[The records Boundary: Start]

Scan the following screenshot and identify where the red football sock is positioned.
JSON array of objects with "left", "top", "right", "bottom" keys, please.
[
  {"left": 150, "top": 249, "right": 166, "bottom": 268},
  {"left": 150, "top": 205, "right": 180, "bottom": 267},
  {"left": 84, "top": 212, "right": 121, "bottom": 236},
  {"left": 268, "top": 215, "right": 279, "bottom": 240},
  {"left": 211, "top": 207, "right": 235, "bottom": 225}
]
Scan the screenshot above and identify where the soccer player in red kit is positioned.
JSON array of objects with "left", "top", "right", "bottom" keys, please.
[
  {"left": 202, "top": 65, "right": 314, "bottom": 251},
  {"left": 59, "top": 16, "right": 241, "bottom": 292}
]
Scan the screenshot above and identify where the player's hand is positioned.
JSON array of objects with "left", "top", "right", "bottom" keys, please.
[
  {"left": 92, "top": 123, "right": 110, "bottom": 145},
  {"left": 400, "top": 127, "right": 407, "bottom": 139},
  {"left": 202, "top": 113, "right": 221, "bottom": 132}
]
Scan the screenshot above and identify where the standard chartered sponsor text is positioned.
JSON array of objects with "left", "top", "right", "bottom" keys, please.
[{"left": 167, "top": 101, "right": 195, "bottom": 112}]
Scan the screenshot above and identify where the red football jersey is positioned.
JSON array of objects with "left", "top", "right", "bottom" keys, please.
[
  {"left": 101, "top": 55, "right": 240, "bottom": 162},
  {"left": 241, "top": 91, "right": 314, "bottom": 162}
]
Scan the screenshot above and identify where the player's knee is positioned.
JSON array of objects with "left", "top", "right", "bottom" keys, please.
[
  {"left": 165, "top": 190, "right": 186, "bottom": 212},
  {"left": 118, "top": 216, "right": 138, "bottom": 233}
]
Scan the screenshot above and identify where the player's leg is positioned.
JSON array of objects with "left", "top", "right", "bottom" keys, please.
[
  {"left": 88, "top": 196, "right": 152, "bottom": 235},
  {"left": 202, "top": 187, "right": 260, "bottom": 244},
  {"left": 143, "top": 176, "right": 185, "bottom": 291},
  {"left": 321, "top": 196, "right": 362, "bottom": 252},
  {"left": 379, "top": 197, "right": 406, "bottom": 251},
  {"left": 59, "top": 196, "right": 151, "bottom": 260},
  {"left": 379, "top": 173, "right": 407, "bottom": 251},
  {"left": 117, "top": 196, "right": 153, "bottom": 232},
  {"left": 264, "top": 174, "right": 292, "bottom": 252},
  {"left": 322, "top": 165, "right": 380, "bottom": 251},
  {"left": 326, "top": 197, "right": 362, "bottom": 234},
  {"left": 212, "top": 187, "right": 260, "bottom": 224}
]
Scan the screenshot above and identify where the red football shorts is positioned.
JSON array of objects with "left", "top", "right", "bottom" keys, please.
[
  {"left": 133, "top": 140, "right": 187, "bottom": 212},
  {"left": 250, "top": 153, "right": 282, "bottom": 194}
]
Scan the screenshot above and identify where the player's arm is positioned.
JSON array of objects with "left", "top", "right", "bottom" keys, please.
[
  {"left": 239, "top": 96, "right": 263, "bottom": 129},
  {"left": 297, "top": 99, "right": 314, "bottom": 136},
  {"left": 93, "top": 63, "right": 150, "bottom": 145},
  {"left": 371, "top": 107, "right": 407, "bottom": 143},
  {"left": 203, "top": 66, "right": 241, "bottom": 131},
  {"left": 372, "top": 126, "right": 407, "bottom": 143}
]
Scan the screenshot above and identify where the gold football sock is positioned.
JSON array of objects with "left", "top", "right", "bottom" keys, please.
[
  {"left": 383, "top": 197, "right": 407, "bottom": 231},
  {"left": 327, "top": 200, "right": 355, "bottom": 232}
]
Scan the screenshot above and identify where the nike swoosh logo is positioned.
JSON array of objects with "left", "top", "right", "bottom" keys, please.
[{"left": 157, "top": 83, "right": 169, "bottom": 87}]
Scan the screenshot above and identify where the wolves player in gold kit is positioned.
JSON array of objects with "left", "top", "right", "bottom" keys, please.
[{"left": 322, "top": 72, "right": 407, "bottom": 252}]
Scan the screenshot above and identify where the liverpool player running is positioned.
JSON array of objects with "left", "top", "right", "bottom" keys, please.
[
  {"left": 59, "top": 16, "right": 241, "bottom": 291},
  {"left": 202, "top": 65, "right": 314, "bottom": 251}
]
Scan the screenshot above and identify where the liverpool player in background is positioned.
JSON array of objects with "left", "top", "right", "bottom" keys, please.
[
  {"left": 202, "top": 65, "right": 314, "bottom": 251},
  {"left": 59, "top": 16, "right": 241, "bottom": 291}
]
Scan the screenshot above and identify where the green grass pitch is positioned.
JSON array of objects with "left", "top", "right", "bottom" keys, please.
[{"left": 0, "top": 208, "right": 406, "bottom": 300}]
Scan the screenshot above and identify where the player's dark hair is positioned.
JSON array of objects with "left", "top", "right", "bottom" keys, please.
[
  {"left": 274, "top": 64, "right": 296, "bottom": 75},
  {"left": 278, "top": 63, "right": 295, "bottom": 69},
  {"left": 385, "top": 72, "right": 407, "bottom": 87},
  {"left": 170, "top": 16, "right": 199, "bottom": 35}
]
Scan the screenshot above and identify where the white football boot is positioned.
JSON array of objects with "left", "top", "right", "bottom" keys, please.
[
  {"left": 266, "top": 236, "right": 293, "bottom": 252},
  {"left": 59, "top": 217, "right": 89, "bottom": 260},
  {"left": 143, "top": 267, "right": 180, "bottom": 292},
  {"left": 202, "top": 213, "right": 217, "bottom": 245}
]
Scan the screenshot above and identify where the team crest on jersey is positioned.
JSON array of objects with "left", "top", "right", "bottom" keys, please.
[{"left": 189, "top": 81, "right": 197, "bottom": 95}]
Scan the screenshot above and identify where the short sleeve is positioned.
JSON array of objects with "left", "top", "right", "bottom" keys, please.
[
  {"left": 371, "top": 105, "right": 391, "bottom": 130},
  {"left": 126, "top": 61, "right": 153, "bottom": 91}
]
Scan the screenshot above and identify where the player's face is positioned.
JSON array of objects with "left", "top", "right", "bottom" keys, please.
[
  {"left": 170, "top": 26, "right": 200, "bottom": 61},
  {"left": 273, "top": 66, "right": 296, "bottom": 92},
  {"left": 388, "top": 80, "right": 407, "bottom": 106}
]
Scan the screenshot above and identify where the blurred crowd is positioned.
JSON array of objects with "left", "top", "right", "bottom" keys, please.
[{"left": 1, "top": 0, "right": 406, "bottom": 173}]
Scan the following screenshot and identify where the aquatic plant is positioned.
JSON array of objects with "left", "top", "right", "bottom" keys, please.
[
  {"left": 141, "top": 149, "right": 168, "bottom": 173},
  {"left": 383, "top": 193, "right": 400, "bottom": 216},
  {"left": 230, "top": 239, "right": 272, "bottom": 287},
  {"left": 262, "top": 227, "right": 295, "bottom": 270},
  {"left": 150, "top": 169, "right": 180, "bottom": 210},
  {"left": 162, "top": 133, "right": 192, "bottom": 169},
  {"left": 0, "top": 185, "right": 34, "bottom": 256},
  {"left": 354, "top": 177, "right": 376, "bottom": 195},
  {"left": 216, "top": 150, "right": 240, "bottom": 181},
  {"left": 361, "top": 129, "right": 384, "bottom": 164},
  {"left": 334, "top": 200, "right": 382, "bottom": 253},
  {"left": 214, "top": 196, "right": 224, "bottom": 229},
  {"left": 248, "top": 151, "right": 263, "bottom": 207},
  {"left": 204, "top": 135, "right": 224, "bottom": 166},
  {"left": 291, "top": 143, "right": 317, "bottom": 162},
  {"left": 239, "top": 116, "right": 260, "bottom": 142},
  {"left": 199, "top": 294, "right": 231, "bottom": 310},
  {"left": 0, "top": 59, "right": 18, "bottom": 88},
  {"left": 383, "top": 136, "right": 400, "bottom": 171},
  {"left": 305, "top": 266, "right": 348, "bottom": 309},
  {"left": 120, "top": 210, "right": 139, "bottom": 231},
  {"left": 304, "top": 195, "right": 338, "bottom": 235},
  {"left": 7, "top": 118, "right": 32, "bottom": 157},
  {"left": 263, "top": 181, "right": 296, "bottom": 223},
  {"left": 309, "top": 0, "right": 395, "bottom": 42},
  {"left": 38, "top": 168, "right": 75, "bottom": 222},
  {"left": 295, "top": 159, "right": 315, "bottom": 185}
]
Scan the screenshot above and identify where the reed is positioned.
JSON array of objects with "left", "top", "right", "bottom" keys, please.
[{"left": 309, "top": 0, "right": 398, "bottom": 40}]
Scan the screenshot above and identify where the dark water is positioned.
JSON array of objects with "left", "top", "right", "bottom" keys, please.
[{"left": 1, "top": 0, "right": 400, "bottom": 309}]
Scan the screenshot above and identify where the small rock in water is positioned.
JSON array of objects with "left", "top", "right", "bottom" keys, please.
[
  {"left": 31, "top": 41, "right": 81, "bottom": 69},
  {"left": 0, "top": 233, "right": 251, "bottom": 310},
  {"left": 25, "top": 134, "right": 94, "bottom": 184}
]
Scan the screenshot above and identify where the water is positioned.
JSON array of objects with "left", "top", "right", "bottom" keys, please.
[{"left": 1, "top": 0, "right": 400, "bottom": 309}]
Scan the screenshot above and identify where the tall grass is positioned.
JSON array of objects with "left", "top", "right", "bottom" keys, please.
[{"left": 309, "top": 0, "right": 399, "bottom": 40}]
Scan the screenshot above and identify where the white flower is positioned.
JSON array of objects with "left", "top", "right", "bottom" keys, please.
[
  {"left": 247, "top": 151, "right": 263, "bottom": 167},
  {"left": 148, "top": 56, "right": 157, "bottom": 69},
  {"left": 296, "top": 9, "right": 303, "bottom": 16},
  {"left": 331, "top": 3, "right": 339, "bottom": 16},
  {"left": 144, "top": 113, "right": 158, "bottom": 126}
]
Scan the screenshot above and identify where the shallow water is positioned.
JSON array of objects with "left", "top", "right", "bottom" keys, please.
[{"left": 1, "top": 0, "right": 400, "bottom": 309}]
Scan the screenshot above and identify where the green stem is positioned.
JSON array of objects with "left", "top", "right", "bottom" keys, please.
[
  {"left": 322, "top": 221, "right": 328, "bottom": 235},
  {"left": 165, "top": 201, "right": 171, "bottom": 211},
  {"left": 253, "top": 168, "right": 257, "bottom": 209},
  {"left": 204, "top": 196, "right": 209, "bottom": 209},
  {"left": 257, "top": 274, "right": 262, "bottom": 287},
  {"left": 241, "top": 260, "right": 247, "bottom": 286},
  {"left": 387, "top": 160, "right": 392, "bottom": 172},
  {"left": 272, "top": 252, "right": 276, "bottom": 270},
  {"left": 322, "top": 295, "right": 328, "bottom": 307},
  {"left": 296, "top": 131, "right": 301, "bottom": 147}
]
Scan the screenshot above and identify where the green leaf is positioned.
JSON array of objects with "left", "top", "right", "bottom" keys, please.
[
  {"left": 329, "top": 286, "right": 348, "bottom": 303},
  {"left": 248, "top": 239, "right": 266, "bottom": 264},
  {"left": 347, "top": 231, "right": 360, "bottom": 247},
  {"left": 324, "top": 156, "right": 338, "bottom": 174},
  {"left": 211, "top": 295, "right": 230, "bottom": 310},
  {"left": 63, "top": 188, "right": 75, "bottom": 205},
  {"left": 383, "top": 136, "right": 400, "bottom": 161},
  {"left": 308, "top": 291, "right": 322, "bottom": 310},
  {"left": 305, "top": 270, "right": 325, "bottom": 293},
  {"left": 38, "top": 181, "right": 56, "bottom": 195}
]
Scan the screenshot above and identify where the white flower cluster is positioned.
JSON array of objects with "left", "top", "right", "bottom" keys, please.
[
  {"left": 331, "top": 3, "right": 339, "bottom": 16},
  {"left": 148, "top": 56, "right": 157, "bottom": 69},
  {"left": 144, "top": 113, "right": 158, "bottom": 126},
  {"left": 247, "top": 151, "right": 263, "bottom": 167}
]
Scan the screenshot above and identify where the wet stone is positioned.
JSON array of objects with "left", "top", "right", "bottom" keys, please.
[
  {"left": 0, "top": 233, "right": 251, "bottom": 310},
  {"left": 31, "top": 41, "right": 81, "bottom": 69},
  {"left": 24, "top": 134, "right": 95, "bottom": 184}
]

[The records Boundary: End]

→ Work item
Where does the word "dark" appear in the listing above? Copy every line that holds it.

→ Task result
Scan the screenshot above and identify where the player's dark hair is positioned.
Scan the screenshot above and identify where the dark water is positioned.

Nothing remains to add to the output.